Scan the records below for the line containing "negative clicks: (515, 304) (531, 282)" and the line containing "341L549 353L564 389L624". Copy both, plus every line between, exactly.

[Collected data]
━━━━
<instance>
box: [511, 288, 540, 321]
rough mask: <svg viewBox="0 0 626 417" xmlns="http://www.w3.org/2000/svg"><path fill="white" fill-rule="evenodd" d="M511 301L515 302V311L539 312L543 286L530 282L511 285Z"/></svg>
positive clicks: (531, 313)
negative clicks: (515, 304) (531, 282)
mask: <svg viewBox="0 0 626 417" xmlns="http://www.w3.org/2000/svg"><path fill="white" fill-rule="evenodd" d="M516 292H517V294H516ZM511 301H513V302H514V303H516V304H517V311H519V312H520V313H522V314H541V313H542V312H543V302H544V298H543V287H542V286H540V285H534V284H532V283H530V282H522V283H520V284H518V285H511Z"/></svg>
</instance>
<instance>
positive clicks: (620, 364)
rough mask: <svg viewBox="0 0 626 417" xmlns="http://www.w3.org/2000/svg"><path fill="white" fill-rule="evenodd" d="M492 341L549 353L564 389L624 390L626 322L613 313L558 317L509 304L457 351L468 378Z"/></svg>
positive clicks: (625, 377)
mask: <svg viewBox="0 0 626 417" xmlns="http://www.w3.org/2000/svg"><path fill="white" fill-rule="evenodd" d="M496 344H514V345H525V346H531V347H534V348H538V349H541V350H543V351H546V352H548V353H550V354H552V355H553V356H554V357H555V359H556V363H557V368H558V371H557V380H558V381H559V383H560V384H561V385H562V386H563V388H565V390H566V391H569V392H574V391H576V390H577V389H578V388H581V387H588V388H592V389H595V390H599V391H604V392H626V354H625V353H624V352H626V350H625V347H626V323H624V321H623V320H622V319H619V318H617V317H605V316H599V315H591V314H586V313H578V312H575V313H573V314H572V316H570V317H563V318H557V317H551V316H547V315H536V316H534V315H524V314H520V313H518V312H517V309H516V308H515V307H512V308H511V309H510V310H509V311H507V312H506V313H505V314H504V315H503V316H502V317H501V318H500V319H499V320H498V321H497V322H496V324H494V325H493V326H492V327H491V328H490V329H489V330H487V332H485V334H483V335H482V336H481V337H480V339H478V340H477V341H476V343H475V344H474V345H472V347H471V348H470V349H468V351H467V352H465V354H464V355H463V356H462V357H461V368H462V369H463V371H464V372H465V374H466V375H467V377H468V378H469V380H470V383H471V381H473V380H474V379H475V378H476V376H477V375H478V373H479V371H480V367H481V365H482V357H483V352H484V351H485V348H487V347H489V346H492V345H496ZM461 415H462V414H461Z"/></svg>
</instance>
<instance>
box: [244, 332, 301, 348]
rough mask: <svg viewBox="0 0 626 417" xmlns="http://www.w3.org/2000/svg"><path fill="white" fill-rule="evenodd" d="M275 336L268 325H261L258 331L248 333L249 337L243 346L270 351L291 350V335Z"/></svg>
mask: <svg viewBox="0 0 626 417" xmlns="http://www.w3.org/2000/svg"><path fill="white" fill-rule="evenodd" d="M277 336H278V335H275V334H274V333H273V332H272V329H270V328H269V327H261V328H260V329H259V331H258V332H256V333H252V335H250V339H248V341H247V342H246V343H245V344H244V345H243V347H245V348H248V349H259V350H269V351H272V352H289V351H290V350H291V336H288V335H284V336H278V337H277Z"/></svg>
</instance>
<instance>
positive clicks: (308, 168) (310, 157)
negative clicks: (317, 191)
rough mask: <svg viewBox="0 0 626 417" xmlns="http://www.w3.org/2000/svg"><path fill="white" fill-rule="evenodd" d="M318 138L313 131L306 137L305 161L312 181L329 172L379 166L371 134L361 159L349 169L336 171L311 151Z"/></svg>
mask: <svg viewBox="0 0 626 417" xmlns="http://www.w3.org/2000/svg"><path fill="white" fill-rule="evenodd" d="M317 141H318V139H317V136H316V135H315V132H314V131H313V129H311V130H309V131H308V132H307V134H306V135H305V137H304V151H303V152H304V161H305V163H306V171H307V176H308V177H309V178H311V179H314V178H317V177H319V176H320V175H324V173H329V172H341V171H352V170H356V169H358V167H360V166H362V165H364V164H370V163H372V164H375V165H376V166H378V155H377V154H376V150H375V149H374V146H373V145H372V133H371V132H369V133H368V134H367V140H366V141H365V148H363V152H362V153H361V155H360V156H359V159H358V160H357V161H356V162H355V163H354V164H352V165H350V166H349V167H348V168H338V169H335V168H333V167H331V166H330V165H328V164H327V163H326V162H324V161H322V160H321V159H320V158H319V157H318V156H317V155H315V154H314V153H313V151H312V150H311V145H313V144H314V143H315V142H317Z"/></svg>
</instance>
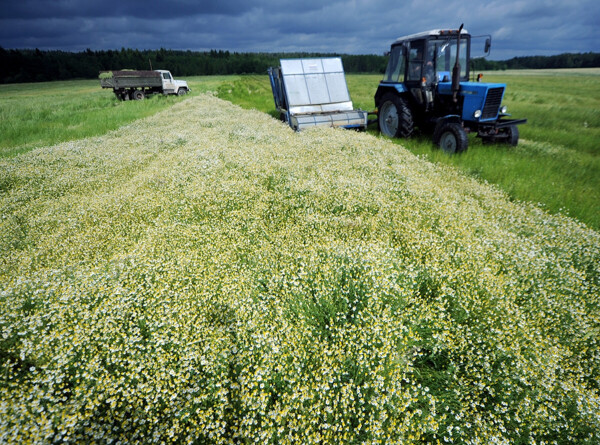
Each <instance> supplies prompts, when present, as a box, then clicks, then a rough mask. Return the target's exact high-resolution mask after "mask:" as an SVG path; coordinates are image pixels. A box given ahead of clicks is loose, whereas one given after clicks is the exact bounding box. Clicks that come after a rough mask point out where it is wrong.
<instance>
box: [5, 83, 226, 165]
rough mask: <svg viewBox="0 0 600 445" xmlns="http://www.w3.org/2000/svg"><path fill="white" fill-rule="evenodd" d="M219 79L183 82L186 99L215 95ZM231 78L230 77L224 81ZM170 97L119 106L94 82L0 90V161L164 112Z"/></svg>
mask: <svg viewBox="0 0 600 445" xmlns="http://www.w3.org/2000/svg"><path fill="white" fill-rule="evenodd" d="M223 79H224V77H218V76H208V77H193V78H187V79H186V80H187V81H188V84H189V86H190V88H191V89H192V94H198V93H199V92H203V91H208V90H215V89H216V87H217V85H218V84H219V83H220V82H222V81H223ZM228 79H231V77H228ZM180 100H182V99H181V98H178V97H176V96H152V97H149V98H148V99H147V100H144V101H141V102H138V101H128V102H122V101H119V100H117V99H116V97H115V96H114V94H112V91H111V90H109V89H104V90H103V89H102V88H100V85H99V82H98V81H97V80H79V81H65V82H45V83H32V84H11V85H0V158H1V157H10V156H16V155H18V154H20V153H25V152H27V151H30V150H32V149H34V148H37V147H43V146H47V145H53V144H56V143H59V142H65V141H70V140H75V139H82V138H86V137H90V136H99V135H102V134H105V133H107V132H109V131H112V130H116V129H117V128H119V127H121V126H123V125H125V124H127V123H129V122H132V121H134V120H137V119H140V118H143V117H147V116H150V115H153V114H154V113H156V112H158V111H160V110H164V109H166V108H168V107H170V106H172V105H173V104H175V103H177V102H178V101H180Z"/></svg>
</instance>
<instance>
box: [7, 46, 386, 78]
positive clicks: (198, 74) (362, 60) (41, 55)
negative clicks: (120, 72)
mask: <svg viewBox="0 0 600 445" xmlns="http://www.w3.org/2000/svg"><path fill="white" fill-rule="evenodd" d="M332 55H334V54H329V56H332ZM321 56H324V54H317V53H231V52H229V51H222V50H220V51H215V50H211V51H205V52H197V51H194V52H192V51H175V50H166V49H164V48H161V49H159V50H144V51H140V50H137V49H136V50H133V49H125V48H122V49H121V50H120V51H114V50H107V51H91V50H89V49H88V50H86V51H83V52H79V53H72V52H65V51H39V50H37V49H36V50H27V49H23V50H14V49H13V50H5V49H3V48H1V47H0V66H2V67H3V69H2V71H0V84H1V83H21V82H44V81H52V80H67V79H92V78H97V77H98V72H99V71H106V70H123V69H140V70H144V69H150V67H152V68H153V69H168V70H169V71H171V73H173V75H174V76H175V77H177V76H198V75H204V76H210V75H229V74H264V73H266V72H267V69H268V68H269V67H271V66H276V65H278V64H279V59H281V58H293V57H321ZM343 59H344V65H345V69H346V71H347V72H381V73H383V72H384V70H385V67H386V64H387V58H386V57H384V56H378V55H344V56H343Z"/></svg>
━━━━
> _YOUR RESPONSE_:
negative clicks: (515, 304) (531, 282)
mask: <svg viewBox="0 0 626 417" xmlns="http://www.w3.org/2000/svg"><path fill="white" fill-rule="evenodd" d="M516 292H517V294H516ZM511 301H513V302H514V303H516V304H517V311H519V312H520V313H522V314H541V313H542V312H543V302H544V298H543V287H542V286H540V285H534V284H532V283H530V282H522V283H520V284H518V285H511Z"/></svg>
</instance>
<instance>
positive clicks: (620, 364)
rough mask: <svg viewBox="0 0 626 417" xmlns="http://www.w3.org/2000/svg"><path fill="white" fill-rule="evenodd" d="M492 341L549 353L564 389L624 390L626 322L613 313L558 317L509 304L457 351L468 378Z"/></svg>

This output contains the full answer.